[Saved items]
[Start]

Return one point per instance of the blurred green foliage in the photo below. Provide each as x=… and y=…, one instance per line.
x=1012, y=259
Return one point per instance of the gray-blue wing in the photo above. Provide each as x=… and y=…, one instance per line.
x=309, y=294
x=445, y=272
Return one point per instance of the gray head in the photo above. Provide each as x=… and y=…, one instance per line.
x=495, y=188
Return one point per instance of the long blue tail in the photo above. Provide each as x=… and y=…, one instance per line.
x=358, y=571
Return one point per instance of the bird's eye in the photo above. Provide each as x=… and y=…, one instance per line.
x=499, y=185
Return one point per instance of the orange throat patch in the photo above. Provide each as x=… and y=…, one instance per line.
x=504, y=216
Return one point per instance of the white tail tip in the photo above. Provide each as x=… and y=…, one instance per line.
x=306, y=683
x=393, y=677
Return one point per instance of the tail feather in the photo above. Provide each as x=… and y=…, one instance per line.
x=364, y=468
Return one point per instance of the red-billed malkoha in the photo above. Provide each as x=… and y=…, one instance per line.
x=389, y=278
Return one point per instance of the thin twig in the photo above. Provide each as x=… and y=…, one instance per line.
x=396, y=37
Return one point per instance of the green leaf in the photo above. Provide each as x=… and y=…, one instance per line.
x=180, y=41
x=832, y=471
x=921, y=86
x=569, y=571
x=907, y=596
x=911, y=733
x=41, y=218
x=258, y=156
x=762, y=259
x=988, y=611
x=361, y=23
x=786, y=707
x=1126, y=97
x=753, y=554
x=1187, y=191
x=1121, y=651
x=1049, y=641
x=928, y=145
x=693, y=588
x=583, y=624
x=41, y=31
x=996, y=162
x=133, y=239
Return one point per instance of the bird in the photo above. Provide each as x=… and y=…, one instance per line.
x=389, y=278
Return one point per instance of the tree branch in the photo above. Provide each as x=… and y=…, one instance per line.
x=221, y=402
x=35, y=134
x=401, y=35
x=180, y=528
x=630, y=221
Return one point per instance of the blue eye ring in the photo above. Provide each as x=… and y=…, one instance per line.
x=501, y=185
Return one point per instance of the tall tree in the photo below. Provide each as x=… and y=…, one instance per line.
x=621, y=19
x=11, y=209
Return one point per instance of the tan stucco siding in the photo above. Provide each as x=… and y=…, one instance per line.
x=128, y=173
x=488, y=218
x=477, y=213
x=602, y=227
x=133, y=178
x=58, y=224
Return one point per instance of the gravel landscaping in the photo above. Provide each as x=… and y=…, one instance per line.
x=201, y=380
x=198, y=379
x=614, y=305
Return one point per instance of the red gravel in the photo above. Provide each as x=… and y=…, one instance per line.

[End]

◆ **What this task involves**:
Can you rewrite each line of the entries above as a JSON list of strings, with one string per line and any blank lines left out?

◆ **Exercise result**:
[
  "Return one point per instance of the blurred green foliage in the photo below. Provide each as x=… and y=…, one instance per line.",
  "x=1012, y=259",
  "Return one point per instance of the gray-blue wing in the photo above. Provide each as x=… and y=…, one instance per line.",
  "x=309, y=294",
  "x=445, y=272",
  "Return one point per instance of the gray head in the photo above. Provide each as x=… and y=…, one instance per line.",
  "x=495, y=188",
  "Return one point per instance of the long blue tail in the photo above. Provide each as x=… and y=…, one instance per line.",
  "x=358, y=571",
  "Return one point per instance of the bird's eye in the photo above. Provide each as x=… and y=…, one instance per line.",
  "x=499, y=185",
  "Return one point per instance of the orange throat patch in the photo above. Provide each as x=… and y=…, one instance per line.",
  "x=504, y=216",
  "Return one point per instance of the white tail tip in the photo above. Provide each as x=… and y=…, one instance per line.",
  "x=306, y=683",
  "x=393, y=677",
  "Return one point per instance of the tail feather in the photo above. Provide each as x=… and y=…, one instance per line.",
  "x=364, y=468",
  "Return one point per instance of the red-billed malkoha in the photo above. Provide each as x=… and y=…, one instance per line.",
  "x=389, y=278",
  "Return one point per instance of the thin twig in the photo above. Provide each as x=… and y=…, one instance per line.",
  "x=396, y=37",
  "Return one point per instance of the green leaf in the photo above. Provide each as x=… and y=…, one instance per line.",
  "x=180, y=41",
  "x=832, y=471",
  "x=921, y=86",
  "x=569, y=571",
  "x=907, y=596",
  "x=911, y=733",
  "x=41, y=218",
  "x=258, y=156",
  "x=762, y=259",
  "x=988, y=611",
  "x=361, y=23",
  "x=786, y=707",
  "x=1126, y=97",
  "x=753, y=554",
  "x=1187, y=191",
  "x=1121, y=651",
  "x=1049, y=641",
  "x=928, y=145",
  "x=693, y=588",
  "x=583, y=624",
  "x=41, y=31",
  "x=996, y=162",
  "x=133, y=239",
  "Return one point per instance of the bird in the photo above. Provide each as x=… and y=…, one instance per line.",
  "x=389, y=278",
  "Return one point per instance of the tree branch in the photo above. Provide each as x=… and y=…, one instance per line.",
  "x=221, y=402",
  "x=35, y=134",
  "x=401, y=35",
  "x=180, y=528",
  "x=630, y=221",
  "Return one point per instance of the blue eye ring in the photo above. Provide each as x=… and y=…, one instance per line.",
  "x=501, y=185",
  "Return one point per instance of the tall tree in the photo below. Provide each as x=… and y=…, one instance per line.",
  "x=621, y=19",
  "x=11, y=209",
  "Return one point per instance of the tan stucco siding in the photo above. Provide each as x=… and y=…, one instance per line.",
  "x=128, y=173",
  "x=488, y=218",
  "x=477, y=213",
  "x=602, y=227",
  "x=133, y=178",
  "x=58, y=224",
  "Return one point per instance of the gravel landscaping in the photo above. Provide each as x=… and y=…, one instance per line.",
  "x=201, y=380",
  "x=198, y=379",
  "x=614, y=305",
  "Return one point per instance of the red gravel in the photo above. Provide each as x=… and y=…, one instance per line."
]